__STATED TASK A__
Could you duplicate the records from their first line down to the line with "[669,224,714,246]", including both of those lines, and leave the pictures out of your copy?

__PASSAGE GIVEN__
○ ○ ○ ○ ○ ○ ○
May 22, 2025 @ 10:00 am July 12, 2025 @ 5:00 pm

Amy Bugera, Brenna Lam Kennedy, Ella Cottier, Faith Bye, Fredrik Thacker, & Kate Nicholson

Topham Brown Gallery
May 22 – July 12, 2025

Emergence is an annual group exhibition showcasing the work of graduating students from the University of British Columbia Okanagan’s Bachelor of Fine Arts and Bachelor of Media Studies programs. This year’s exhibition features six emerging artists working across painting, photography, sculpture, installation, assemblage, and digital media.

Each artist draws from personal experience, critical theory, or cultural observation to create work that engages with pressing contemporary themes. From interrogations of consumerism and environmental degradation to explorations of memory, grief, sexuality, and identity; Emergence presents a deeply considered and diverse body of work. These practices traverse the boundaries between tradition and experimentation—some manipulating family archives and found materials, others working with digital manipulation or painterly abstraction.

Since 2009, the Vernon Public Art Gallery has proudly supported the final exhibitions of BFA/BMS graduates from UBC Okanagan. This annual showcase continues to serve as a platform for emerging artists to present ambitious work to new audiences and step into the next phase of their creative journeys. Emergence invites viewers into intimate, challenging, and thoughtful visual worlds shaped by a generation of artists who are attuned to the complexities of the present moment.

Amy Bugera
Amy Bugera critiques the spectacle of consumer culture through print-based installation. Drawing influence from Guy Debord’s theories on media, advertising, and capitalist disillusionment, Bugera examines the ways in which platforms like Amazon mediate our experiences through reductive, persuasive design. Her work manipulates familiar digital commands such as “Add to cart” or “Buy now,” transforming them through encaustic print processes to highlight their absurdity and ubiquity. By repeating and distorting these icons, Bugera reveals how advertising functions as a tool of disconnection—encouraging consumption while suppressing reflection. Her practice is both satirical and sincere, inviting viewers to pause and reconsider the systems we navigate daily.

Brenna Lam Kennedy
Brenna Lam Kennedy is a multimedia artist and photographer whose work reflects on intimacy, time, and digital mediation. In her photographic series Proximity, Kennedy captures tender moments between subjects, where these images exist outside linear time, imbued with warmth and a quiet sense of longing. Subtle digital interventions and filmic colour grading collapse the distance between viewer and subject, heightening the emotional resonance of touch and gesture. Kennedy’s interest in the temporality of relationships is central to her practice: how we mark moments of closeness, how we remember them, and how digital technologies alter our perception of time itself.

Ella Cottier
Ella Cottier’s sculptural installation Cans investigates the ecological, archaeological, and philosophical implications of what we leave behind. Working with slip-cast ceramic forms derived from discarded aluminum cans, Cottier explores the tension between the “natural” and “unnatural” in the Anthropocene. Her practice considers trash as artifact, reframing the overlooked or unwanted as future remnants of our current civilization. While the work is rooted in environmental concern, it also evokes a meditative sensibility—drawing attention to our embeddedness in ecological systems. By casting everyday waste in fragile ceramic, Cottier prompts viewers to reflect on legacy, permanence, and the quiet material traces of human activity.
○ ○ ○ ○ ○ ○ ○
__STATED TASK B__
Can you go on with the text about the Emergence graduate exhibition, picking up after its final sentence?
○ ○ ○ ○ ○ ○ ○
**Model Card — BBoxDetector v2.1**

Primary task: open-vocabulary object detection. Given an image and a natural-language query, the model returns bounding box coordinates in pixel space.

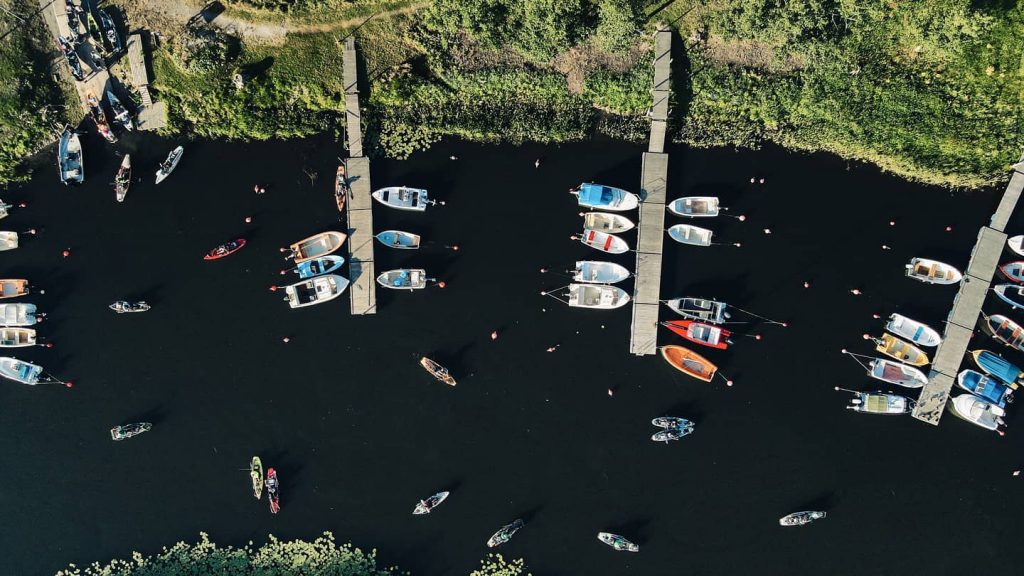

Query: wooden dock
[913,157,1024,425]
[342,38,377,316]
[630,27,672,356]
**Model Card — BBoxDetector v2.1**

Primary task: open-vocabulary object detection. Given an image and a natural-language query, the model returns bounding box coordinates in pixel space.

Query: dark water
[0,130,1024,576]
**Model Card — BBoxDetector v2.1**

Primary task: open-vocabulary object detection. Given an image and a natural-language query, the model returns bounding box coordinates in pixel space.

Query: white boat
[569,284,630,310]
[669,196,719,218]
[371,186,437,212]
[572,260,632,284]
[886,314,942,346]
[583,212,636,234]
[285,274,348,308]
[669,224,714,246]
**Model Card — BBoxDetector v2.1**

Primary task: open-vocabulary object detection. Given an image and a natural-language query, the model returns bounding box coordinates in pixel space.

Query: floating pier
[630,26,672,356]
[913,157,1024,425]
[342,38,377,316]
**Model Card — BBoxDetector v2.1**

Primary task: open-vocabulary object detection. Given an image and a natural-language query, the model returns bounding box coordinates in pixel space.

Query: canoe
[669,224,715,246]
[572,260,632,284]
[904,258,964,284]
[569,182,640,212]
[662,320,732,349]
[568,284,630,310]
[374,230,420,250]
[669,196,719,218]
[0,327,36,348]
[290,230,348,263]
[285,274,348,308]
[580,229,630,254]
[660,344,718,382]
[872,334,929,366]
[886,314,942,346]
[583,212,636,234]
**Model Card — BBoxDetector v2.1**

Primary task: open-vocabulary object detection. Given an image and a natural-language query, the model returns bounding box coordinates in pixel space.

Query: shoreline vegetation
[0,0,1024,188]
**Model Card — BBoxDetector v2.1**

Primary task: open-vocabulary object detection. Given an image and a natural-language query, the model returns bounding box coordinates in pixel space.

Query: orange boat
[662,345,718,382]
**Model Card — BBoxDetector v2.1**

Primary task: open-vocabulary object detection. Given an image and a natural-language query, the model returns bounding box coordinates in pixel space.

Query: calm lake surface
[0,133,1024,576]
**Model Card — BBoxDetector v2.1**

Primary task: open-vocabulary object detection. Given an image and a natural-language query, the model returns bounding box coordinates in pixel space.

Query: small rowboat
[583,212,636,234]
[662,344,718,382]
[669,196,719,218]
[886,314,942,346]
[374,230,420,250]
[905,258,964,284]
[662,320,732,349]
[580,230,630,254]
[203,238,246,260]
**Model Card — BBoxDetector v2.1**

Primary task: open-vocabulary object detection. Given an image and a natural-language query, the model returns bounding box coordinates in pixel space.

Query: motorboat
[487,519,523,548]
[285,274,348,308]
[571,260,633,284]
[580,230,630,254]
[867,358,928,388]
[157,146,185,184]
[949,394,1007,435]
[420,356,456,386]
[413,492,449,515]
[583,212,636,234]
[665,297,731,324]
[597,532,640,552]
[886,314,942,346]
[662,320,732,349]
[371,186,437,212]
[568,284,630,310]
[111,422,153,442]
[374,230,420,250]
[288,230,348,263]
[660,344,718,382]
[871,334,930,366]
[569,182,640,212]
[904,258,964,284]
○ ○ ○ ○ ○ ○ ○
__EXPECTED ANSWER A__
**Model Card — BBoxDetector v2.1**

Primary task: open-vocabulary object detection. Given an image and a natural-language query, the model returns bounding box coordinates in pixel space.


Query: wooden dock
[913,157,1024,425]
[342,38,377,316]
[630,27,672,356]
**Model Card — BBoxDetector v2.1**

Primary task: open-vocabulary object detection. Given an image and a natural-language query, the model returns bounding box coordinates in pixel space.

Query: dark water
[0,130,1024,576]
**Model Card — BBoxDetector v2.1**

Primary task: open-vocabulary object detection. Given an image and a natural-language query, the model returns bounding box coordinates in pixel space.

Query: white boat
[569,284,630,310]
[669,196,719,218]
[371,186,437,212]
[572,260,632,284]
[886,314,942,346]
[583,212,636,234]
[285,274,348,308]
[669,224,714,246]

__EXPECTED ANSWER B__
Faith Bye
Faith Bye’s mixed-media paintings explore the emotional weight of everyday objects through acts of memorialization. Created in the aftermath of her grandmother’s sudden passing, Bye’s assemblages incorporate inherited domestic items—band-aids, sheets, household ephemera—embedded into sculptural grounds of modeling paste, gesso, and acrylic medium. These physical materials are then overlaid with painted still-life scenes, allowing the boundary between the real and the represented to blur. Her work speaks to the quiet rituals of grief and remembrance, and how material things—once ordinary—become saturated with memory. Through painterly layering, Bye constructs intimate dialogues between loss, family, and the texture of daily life.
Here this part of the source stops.